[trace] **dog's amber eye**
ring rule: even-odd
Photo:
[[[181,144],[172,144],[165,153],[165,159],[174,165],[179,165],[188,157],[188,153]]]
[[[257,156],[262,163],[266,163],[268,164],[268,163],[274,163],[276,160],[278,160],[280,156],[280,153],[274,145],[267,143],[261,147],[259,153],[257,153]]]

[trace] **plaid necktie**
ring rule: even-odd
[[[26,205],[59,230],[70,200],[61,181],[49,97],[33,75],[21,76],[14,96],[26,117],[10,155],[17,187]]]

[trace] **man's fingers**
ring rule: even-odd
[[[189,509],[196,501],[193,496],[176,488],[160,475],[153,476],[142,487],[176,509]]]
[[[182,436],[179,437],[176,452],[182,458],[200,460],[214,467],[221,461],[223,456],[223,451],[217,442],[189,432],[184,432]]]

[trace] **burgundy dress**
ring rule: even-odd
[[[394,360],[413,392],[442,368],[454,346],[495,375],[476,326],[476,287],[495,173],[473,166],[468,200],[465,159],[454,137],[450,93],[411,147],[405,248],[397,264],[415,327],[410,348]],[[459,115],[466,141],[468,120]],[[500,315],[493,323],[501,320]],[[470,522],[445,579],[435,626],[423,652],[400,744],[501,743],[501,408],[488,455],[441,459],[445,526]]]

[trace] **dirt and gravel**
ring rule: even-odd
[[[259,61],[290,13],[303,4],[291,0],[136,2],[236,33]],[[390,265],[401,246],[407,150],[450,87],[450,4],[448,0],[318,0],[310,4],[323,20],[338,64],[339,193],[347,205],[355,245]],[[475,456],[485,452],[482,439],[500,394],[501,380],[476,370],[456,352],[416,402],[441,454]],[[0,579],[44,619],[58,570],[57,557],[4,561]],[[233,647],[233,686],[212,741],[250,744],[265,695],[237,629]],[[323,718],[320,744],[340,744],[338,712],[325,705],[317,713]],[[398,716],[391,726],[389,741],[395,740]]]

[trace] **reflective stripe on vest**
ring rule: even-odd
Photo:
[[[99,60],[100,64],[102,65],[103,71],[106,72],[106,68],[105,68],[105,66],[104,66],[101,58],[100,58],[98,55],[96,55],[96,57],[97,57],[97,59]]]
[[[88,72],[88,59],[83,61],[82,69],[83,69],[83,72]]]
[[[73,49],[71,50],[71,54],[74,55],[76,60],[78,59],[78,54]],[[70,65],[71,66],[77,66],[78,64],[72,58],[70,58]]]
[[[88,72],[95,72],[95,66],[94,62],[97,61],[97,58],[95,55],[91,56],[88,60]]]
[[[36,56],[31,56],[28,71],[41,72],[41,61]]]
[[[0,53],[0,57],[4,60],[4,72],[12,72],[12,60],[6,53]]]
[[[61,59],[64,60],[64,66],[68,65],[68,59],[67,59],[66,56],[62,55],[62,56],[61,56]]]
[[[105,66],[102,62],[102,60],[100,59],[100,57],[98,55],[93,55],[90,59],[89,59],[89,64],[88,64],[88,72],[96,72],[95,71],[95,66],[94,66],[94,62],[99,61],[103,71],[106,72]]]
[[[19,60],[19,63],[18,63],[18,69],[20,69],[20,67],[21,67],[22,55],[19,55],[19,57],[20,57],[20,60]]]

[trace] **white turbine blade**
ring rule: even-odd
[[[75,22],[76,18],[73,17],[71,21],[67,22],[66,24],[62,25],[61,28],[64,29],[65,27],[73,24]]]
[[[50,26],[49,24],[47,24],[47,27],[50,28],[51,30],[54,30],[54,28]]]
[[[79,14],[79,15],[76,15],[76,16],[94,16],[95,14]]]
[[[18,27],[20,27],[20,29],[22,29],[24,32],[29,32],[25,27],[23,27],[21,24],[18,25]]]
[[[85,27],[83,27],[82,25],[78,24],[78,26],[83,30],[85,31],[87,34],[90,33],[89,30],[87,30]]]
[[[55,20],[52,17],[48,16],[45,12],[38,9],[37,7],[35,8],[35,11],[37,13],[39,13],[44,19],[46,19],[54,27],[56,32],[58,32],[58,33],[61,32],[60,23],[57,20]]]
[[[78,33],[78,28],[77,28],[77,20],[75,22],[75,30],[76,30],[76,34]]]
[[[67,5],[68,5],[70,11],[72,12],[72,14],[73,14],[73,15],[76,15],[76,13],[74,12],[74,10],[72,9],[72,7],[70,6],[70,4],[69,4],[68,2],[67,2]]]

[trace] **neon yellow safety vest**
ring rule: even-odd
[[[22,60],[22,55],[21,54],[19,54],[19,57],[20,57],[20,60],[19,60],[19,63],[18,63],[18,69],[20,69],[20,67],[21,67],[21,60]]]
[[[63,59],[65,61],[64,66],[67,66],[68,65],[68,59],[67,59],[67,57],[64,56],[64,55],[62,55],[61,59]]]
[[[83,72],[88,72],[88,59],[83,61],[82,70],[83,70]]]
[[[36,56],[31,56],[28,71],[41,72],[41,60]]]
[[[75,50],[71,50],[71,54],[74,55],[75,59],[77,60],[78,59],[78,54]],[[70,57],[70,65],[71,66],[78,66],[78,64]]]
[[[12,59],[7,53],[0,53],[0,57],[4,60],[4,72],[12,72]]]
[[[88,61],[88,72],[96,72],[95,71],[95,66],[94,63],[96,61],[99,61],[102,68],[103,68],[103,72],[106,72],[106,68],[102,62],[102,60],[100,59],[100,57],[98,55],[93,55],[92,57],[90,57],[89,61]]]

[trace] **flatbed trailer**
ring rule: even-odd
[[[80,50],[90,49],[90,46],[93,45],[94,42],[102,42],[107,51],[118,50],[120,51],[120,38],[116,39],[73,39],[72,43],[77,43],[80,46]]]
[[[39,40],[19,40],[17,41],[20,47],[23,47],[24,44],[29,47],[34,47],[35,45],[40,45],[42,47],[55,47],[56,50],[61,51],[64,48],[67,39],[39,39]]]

PROBLEM: Copy every one of the items above line for line, with no changes.

OUTPUT:
[trace] **dog's amber eye**
ring rule: even-odd
Photo:
[[[181,144],[172,144],[165,153],[165,159],[174,165],[179,165],[188,157],[188,153]]]
[[[257,156],[262,163],[266,163],[268,164],[268,163],[274,163],[276,160],[278,160],[280,156],[280,153],[274,145],[267,143],[261,147],[259,153],[257,153]]]

[trace] **plaid necktie**
ring rule: even-odd
[[[26,205],[59,230],[70,200],[61,181],[49,97],[33,75],[21,76],[14,96],[26,117],[10,155],[17,187]]]

[trace] **man's fingers**
ring rule: even-odd
[[[189,509],[196,501],[193,496],[176,488],[160,475],[153,476],[142,487],[176,509]]]
[[[182,436],[179,437],[176,452],[182,458],[200,460],[214,467],[221,461],[223,456],[223,451],[217,442],[189,432],[184,432]]]

[trace] **burgundy dress**
ring rule: even-odd
[[[394,360],[413,392],[442,368],[454,346],[495,375],[476,326],[476,287],[495,173],[473,166],[468,200],[465,159],[454,137],[450,93],[411,147],[405,248],[397,264],[415,327],[410,348]],[[459,115],[466,141],[468,120]],[[500,315],[493,323],[501,320]],[[470,522],[445,579],[435,626],[423,652],[400,744],[501,743],[501,408],[488,455],[441,459],[445,526]]]

[trace] **dirt and gravel**
ring rule: even-odd
[[[259,61],[290,13],[303,4],[291,0],[136,2],[236,33]],[[390,265],[401,246],[407,150],[450,87],[450,4],[448,0],[318,0],[310,4],[323,20],[338,64],[339,193],[347,205],[355,245]],[[475,456],[485,452],[482,439],[500,394],[501,380],[476,370],[456,352],[416,402],[441,454]],[[0,579],[44,619],[58,570],[57,557],[4,561]],[[233,647],[233,686],[212,741],[250,744],[265,695],[237,629]],[[323,718],[320,744],[340,744],[338,712],[325,705],[317,713]],[[398,716],[391,726],[389,741],[395,740]]]

[trace] **reflective stripe on vest**
ring rule: even-odd
Photo:
[[[99,60],[100,64],[102,65],[103,71],[106,72],[106,68],[105,68],[105,66],[104,66],[101,58],[100,58],[98,55],[96,55],[96,57],[97,57],[97,59]]]
[[[88,72],[88,59],[83,61],[82,69],[83,69],[83,72]]]
[[[73,49],[71,50],[71,54],[74,55],[76,60],[78,59],[78,54]],[[70,65],[71,66],[77,66],[78,64],[72,58],[70,58]]]
[[[88,72],[95,72],[95,66],[94,62],[97,61],[97,58],[95,55],[91,56],[88,60]]]
[[[36,56],[31,56],[28,71],[41,72],[41,61]]]
[[[0,53],[0,57],[4,60],[4,72],[12,72],[12,60],[6,53]]]
[[[61,59],[64,60],[64,66],[68,65],[68,59],[67,59],[66,56],[62,55],[62,56],[61,56]]]
[[[105,66],[102,62],[102,60],[100,59],[100,57],[98,55],[93,55],[90,59],[89,59],[89,64],[88,64],[88,72],[96,72],[95,71],[95,66],[94,66],[94,62],[99,61],[103,71],[106,72]]]
[[[19,60],[19,63],[18,63],[18,69],[20,69],[20,67],[21,67],[22,55],[19,55],[19,57],[20,57],[20,60]]]

[trace] **white turbine blade**
ring rule: even-odd
[[[75,22],[76,18],[73,17],[71,21],[67,22],[66,24],[62,25],[61,28],[64,29],[65,27],[73,24]]]
[[[50,26],[49,24],[47,24],[47,27],[50,28],[51,30],[54,30],[54,28]]]
[[[79,14],[79,15],[76,15],[76,16],[94,16],[95,14]]]
[[[18,27],[20,27],[20,29],[22,29],[24,32],[29,32],[25,27],[23,27],[21,24],[18,25]]]
[[[85,27],[83,27],[82,25],[78,24],[78,26],[83,30],[85,31],[87,34],[90,33],[89,30],[87,30]]]
[[[55,20],[52,17],[48,16],[45,12],[38,9],[37,7],[35,8],[35,11],[37,13],[39,13],[44,19],[46,19],[54,27],[56,32],[58,32],[58,33],[61,32],[60,23],[57,20]]]
[[[78,33],[78,28],[77,28],[77,20],[75,22],[75,30],[76,30],[76,34]]]
[[[67,5],[68,5],[70,11],[72,12],[72,14],[73,14],[73,15],[76,15],[76,13],[74,12],[74,10],[72,9],[72,7],[70,6],[70,4],[69,4],[68,2],[67,2]]]

[trace] **neon yellow safety vest**
ring rule: even-odd
[[[22,60],[22,55],[21,54],[19,54],[19,57],[20,57],[20,60],[19,60],[19,63],[18,63],[18,69],[20,69],[20,67],[21,67],[21,60]]]
[[[63,59],[65,61],[64,66],[67,66],[68,65],[68,59],[67,59],[67,57],[64,56],[64,55],[62,55],[61,59]]]
[[[83,72],[88,72],[88,59],[83,61],[82,70],[83,70]]]
[[[36,56],[31,56],[28,71],[41,72],[41,60]]]
[[[75,50],[71,50],[71,54],[74,55],[75,59],[77,60],[78,59],[78,54]],[[70,57],[70,65],[71,66],[78,66],[78,64]]]
[[[12,59],[7,53],[0,53],[0,57],[4,60],[4,72],[12,72]]]
[[[88,61],[88,72],[96,72],[95,71],[95,66],[94,63],[96,61],[99,61],[102,68],[103,68],[103,72],[106,72],[106,68],[102,62],[102,60],[100,59],[100,57],[98,55],[93,55],[92,57],[90,57],[89,61]]]

[trace] **flatbed trailer**
ring rule: even-odd
[[[80,50],[90,49],[90,46],[93,45],[94,42],[102,42],[107,51],[118,50],[120,51],[120,38],[116,39],[73,39],[72,43],[77,43],[80,46]]]
[[[39,40],[19,40],[17,41],[20,47],[23,47],[24,44],[29,47],[34,47],[35,45],[40,45],[42,47],[55,47],[56,50],[61,51],[64,48],[67,39],[39,39]]]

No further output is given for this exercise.